Do this:
Please update the listing between the lines holding "Report the location of each instance of the teal" and "x=439, y=340", inclusive, changing "dry shrub" to "withered shrub" and leaving everything else as it is. Return only those lines.

Supplied material:
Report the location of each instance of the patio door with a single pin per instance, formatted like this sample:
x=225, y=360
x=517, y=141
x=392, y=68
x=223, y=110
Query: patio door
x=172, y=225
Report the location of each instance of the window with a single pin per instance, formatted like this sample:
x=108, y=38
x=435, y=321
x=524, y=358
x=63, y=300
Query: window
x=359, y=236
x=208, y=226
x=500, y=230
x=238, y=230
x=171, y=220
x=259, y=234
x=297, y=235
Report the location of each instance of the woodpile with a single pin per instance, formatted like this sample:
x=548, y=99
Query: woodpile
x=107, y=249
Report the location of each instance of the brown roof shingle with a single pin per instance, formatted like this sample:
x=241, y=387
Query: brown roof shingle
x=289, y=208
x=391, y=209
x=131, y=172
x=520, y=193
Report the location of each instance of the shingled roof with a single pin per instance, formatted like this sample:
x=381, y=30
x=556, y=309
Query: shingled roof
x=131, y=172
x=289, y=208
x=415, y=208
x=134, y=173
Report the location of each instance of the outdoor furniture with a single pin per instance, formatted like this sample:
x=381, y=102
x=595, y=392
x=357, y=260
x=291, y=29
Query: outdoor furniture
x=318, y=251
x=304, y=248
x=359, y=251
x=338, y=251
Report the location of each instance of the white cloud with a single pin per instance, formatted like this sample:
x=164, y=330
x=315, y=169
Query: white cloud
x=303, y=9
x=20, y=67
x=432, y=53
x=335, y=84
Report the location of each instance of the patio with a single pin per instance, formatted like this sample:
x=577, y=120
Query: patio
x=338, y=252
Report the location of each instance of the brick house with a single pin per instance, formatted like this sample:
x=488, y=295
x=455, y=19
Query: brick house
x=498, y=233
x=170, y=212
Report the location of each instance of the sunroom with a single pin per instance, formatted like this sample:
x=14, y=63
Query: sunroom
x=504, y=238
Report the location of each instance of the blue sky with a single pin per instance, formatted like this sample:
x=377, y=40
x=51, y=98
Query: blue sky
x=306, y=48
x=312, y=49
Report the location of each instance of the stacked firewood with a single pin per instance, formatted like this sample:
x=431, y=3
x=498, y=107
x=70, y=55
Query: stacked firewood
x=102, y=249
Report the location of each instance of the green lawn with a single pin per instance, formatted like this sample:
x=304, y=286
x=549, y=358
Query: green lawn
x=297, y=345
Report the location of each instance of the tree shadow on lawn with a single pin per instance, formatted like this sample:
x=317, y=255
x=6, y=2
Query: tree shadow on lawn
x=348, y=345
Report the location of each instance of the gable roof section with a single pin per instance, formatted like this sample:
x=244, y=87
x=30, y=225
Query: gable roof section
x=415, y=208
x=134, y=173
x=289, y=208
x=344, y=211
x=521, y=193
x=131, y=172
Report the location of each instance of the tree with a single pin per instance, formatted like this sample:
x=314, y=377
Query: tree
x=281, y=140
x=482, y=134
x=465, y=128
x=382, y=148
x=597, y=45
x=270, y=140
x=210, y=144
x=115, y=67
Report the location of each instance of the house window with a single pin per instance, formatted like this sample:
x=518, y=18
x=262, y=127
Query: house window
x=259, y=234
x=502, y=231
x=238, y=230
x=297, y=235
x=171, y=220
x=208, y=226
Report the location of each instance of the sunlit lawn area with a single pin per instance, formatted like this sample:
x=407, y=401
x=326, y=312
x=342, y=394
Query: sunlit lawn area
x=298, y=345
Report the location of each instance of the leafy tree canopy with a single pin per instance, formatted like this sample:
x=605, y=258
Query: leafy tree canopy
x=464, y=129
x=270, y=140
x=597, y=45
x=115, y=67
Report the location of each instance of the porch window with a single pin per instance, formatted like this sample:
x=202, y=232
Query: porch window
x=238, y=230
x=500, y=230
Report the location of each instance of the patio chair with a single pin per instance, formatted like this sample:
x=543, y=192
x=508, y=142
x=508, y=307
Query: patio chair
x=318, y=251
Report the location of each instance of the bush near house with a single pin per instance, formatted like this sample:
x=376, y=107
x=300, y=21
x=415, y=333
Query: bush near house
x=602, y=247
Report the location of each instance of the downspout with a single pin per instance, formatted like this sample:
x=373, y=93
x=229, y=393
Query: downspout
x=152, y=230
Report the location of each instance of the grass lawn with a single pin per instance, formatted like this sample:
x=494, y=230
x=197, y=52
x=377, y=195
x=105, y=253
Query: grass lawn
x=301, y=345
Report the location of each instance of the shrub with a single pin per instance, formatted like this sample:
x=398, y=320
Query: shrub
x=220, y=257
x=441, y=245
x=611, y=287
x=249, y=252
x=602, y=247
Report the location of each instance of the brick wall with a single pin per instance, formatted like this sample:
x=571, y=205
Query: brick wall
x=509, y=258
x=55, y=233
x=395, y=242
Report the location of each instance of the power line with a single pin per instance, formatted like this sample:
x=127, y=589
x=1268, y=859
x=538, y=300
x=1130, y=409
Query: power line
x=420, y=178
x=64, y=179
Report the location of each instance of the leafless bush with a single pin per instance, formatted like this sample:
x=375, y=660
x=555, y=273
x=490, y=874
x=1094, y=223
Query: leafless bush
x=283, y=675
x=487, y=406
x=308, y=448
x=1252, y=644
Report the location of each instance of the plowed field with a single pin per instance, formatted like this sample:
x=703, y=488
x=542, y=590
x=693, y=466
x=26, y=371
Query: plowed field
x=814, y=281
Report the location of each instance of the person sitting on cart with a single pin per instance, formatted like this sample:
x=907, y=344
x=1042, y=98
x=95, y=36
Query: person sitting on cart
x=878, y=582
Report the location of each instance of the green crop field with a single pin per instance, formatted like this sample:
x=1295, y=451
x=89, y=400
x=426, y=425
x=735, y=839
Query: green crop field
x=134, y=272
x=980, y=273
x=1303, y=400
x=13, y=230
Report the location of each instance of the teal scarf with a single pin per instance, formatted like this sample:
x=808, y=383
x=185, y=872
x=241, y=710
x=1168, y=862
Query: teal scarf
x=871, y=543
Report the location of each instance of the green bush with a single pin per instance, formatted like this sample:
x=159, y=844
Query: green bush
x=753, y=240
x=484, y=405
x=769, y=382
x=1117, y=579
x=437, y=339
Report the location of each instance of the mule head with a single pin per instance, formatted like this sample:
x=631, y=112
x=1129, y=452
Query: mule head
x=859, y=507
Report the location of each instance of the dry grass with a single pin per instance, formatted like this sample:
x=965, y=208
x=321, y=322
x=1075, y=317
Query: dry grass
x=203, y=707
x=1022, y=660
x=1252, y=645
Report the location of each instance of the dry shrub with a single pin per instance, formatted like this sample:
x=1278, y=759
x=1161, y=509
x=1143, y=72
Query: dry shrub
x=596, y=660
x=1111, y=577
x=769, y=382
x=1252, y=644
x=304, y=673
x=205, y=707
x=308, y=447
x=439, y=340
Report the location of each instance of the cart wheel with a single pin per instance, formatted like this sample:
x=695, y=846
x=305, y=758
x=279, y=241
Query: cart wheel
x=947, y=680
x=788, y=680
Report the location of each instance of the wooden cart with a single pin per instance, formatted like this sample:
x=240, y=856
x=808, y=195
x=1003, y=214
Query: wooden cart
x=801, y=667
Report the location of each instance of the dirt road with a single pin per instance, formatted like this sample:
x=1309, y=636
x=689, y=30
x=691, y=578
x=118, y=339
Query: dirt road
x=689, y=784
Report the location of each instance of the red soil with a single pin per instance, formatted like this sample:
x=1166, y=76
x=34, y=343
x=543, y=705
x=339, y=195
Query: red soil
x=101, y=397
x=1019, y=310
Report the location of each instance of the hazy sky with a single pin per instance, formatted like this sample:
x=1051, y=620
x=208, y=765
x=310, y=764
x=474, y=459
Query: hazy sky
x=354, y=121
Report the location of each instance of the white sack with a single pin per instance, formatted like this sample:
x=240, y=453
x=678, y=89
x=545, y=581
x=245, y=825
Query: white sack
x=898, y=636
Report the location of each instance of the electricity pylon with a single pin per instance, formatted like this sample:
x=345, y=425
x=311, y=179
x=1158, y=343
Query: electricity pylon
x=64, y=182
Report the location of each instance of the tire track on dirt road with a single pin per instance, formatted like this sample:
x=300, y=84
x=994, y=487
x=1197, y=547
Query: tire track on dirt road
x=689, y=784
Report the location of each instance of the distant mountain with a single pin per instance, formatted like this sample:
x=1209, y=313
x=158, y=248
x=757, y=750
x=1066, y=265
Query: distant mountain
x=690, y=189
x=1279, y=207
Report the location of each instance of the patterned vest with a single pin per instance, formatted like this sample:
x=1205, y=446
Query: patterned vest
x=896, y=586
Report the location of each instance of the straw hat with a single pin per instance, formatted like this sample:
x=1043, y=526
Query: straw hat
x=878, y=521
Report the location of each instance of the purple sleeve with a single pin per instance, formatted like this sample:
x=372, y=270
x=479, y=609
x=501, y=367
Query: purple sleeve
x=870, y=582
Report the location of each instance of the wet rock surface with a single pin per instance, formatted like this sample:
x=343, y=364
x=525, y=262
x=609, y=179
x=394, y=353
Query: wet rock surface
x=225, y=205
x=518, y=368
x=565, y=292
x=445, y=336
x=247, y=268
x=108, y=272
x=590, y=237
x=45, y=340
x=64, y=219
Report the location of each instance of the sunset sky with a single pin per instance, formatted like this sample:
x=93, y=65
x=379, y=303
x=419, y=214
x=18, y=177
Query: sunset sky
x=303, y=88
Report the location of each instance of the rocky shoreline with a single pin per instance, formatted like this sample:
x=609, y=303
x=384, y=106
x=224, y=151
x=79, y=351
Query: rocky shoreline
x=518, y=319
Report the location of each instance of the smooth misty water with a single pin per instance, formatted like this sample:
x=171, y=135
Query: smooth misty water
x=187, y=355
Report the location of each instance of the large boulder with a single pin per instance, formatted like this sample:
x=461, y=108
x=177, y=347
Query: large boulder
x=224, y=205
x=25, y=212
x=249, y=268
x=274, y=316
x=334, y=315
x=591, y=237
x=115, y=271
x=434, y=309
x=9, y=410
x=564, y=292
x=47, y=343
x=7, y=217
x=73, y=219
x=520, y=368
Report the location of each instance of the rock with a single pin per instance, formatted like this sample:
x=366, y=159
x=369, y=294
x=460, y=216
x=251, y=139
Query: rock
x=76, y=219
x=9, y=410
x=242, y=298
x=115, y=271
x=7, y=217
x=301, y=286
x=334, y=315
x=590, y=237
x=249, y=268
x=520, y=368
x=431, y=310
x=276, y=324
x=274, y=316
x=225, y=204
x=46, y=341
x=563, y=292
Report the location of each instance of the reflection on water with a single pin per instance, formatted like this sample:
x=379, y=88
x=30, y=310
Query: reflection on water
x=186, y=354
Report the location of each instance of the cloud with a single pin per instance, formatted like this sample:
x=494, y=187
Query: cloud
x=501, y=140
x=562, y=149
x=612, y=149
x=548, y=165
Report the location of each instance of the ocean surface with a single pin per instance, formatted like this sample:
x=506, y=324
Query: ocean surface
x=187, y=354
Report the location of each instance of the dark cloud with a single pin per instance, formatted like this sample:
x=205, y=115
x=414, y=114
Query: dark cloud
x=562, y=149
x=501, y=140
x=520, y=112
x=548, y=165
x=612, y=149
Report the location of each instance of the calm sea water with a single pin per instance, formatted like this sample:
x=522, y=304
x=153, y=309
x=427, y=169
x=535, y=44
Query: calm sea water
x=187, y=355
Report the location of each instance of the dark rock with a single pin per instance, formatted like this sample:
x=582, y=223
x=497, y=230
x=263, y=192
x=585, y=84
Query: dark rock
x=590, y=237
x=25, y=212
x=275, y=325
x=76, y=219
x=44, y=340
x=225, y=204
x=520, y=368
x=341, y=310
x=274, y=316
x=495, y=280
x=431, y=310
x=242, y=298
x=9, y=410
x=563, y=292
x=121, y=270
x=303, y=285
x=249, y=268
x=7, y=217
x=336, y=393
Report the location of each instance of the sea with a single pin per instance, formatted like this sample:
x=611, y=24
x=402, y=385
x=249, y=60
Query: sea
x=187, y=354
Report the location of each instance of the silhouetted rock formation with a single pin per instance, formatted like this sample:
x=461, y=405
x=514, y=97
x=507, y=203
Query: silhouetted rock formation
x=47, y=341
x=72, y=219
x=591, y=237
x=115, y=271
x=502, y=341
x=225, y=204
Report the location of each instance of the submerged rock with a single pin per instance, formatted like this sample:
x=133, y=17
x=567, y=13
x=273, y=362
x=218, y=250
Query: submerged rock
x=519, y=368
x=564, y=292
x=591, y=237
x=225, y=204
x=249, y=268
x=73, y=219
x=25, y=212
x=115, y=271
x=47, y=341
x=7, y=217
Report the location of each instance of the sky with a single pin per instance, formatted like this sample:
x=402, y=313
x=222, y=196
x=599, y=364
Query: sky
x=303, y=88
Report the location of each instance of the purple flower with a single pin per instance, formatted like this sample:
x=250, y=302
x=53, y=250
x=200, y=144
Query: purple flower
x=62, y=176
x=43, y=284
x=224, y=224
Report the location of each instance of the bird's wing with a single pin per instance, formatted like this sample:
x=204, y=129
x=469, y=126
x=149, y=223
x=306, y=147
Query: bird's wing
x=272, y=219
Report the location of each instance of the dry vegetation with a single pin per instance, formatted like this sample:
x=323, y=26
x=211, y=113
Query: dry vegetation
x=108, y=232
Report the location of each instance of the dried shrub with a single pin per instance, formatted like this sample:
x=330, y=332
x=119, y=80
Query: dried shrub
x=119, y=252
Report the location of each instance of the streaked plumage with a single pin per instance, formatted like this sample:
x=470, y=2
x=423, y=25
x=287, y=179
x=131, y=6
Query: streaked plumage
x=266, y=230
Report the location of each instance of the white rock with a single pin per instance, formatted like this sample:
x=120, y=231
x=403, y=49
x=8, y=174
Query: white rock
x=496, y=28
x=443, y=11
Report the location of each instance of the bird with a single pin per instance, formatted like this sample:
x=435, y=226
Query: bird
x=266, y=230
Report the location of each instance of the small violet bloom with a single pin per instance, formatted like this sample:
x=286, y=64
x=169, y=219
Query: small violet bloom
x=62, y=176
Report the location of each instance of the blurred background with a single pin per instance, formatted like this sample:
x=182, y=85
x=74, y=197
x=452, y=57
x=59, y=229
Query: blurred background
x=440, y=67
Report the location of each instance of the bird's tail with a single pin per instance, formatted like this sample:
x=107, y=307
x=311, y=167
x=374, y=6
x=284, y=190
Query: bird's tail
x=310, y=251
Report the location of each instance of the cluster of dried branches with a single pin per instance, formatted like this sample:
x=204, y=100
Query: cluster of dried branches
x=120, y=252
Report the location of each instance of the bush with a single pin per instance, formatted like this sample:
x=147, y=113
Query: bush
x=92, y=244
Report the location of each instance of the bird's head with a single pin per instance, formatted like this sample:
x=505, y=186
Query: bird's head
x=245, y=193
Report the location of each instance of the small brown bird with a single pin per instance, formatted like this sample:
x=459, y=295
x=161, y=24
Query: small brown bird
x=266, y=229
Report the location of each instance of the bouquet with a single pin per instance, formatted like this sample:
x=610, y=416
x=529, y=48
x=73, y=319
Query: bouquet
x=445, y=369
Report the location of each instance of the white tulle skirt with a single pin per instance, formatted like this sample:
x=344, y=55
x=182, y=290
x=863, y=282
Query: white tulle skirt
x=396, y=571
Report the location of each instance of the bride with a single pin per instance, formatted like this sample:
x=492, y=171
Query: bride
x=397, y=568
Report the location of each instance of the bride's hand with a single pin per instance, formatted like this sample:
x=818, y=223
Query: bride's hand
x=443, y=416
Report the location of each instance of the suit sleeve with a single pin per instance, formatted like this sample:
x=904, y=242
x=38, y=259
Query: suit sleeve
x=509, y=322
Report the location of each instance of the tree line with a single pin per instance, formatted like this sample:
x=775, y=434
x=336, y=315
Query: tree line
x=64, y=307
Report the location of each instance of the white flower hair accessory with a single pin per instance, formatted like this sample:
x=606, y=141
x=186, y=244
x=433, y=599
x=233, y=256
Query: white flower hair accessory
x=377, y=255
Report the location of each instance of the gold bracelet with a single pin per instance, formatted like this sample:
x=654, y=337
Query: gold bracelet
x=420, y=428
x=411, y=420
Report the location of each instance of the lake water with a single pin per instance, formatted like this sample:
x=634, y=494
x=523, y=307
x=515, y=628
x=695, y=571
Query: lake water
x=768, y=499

Written reply:
Report the location of each instance of the teal scarf with a single pin per instance, formatted like this sample:
x=808, y=383
x=185, y=872
x=241, y=710
x=1168, y=862
Query: teal scarf
x=871, y=543
Report the location of each instance of the green bush with a single pin per instance, formatted like this sample:
x=159, y=844
Query: green bush
x=753, y=240
x=484, y=405
x=769, y=382
x=1117, y=579
x=437, y=339
Report the location of each instance of the mule head with a single pin per instance, formatted like this sample:
x=631, y=112
x=1129, y=452
Query: mule head
x=859, y=507
Report the location of each instance of the dry grass with a single pin per instance, formatted like this sample:
x=965, y=208
x=321, y=322
x=1075, y=317
Query: dry grass
x=203, y=707
x=1022, y=660
x=1252, y=645
Report the location of each instance of the withered shrub with a single pin per instance, formatted like this sample:
x=1278, y=759
x=1161, y=509
x=1143, y=72
Query: withered shrub
x=596, y=660
x=1111, y=577
x=769, y=382
x=1252, y=644
x=304, y=673
x=205, y=707
x=308, y=447
x=439, y=340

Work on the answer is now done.